Data for review —
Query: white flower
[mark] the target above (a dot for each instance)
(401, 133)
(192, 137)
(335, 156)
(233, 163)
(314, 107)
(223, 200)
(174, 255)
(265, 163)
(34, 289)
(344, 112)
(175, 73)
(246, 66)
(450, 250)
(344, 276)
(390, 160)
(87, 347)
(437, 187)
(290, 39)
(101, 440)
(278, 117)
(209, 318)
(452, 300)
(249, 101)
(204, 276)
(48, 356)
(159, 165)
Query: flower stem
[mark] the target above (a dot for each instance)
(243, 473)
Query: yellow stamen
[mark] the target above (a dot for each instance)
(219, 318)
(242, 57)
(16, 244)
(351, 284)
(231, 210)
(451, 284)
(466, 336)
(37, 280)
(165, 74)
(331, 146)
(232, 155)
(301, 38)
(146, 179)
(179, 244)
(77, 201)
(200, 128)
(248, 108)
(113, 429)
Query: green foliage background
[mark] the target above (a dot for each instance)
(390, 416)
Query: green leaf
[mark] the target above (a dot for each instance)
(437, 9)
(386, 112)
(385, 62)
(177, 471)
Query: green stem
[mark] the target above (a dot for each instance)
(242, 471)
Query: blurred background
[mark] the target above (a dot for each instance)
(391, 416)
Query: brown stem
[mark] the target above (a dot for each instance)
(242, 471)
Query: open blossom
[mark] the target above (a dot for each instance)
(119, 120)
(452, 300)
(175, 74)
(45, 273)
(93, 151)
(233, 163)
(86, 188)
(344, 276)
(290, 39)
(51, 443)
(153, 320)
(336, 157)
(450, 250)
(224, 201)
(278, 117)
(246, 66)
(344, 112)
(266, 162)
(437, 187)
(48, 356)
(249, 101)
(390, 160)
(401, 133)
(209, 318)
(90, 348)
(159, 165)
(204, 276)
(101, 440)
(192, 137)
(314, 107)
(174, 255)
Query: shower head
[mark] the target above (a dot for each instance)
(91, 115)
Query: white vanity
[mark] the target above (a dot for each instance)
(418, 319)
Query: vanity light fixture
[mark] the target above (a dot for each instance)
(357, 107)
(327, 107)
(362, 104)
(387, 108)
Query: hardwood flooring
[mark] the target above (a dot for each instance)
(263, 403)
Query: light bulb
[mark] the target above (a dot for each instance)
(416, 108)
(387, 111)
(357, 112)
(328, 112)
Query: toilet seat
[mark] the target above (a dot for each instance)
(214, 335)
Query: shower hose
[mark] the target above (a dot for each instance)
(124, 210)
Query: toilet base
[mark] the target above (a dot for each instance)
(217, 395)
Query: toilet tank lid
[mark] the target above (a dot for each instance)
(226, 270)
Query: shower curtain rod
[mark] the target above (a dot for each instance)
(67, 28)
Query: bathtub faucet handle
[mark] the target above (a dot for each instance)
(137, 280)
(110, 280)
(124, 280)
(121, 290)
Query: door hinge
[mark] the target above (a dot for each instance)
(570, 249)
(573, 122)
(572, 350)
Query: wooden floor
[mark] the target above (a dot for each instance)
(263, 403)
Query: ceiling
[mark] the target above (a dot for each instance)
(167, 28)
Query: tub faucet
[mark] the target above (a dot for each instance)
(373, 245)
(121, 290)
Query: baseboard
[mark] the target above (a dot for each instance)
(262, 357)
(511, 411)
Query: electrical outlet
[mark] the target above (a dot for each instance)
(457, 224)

What you will do — The line containing "Query: open blossom" marks the end. Please print exactly every line from the top of the data to it, both included, and nothing more.

Worked solution —
Query: white flower
[mark] the target above (a dot for each instance)
(401, 133)
(192, 137)
(335, 156)
(233, 163)
(314, 107)
(223, 200)
(174, 255)
(265, 163)
(34, 289)
(344, 112)
(175, 73)
(246, 66)
(450, 250)
(344, 276)
(390, 160)
(87, 347)
(437, 187)
(290, 39)
(101, 440)
(278, 117)
(209, 318)
(452, 300)
(249, 101)
(204, 276)
(48, 356)
(159, 165)
Query: flower stem
[mark] the target above (a dot for each instance)
(243, 473)
Query: yellow stamen
[mark] the target above (a dot for each instance)
(219, 318)
(242, 57)
(16, 244)
(351, 284)
(231, 210)
(451, 284)
(466, 336)
(37, 280)
(165, 74)
(331, 146)
(232, 155)
(301, 38)
(146, 179)
(179, 244)
(77, 201)
(200, 128)
(248, 108)
(113, 429)
Query: green foliage background
[mark] the target above (a dot for each instance)
(390, 416)
Query: green leaf
[mark] the target above (a dot for each instance)
(437, 9)
(386, 112)
(385, 62)
(177, 471)
Query: green stem
[mark] the target above (a dot for each instance)
(242, 471)
Query: blurred background
[mark] the target above (a dot for each instance)
(391, 416)
Query: brown stem
[mark] the target above (a dot for each instance)
(242, 471)
Query: open blossom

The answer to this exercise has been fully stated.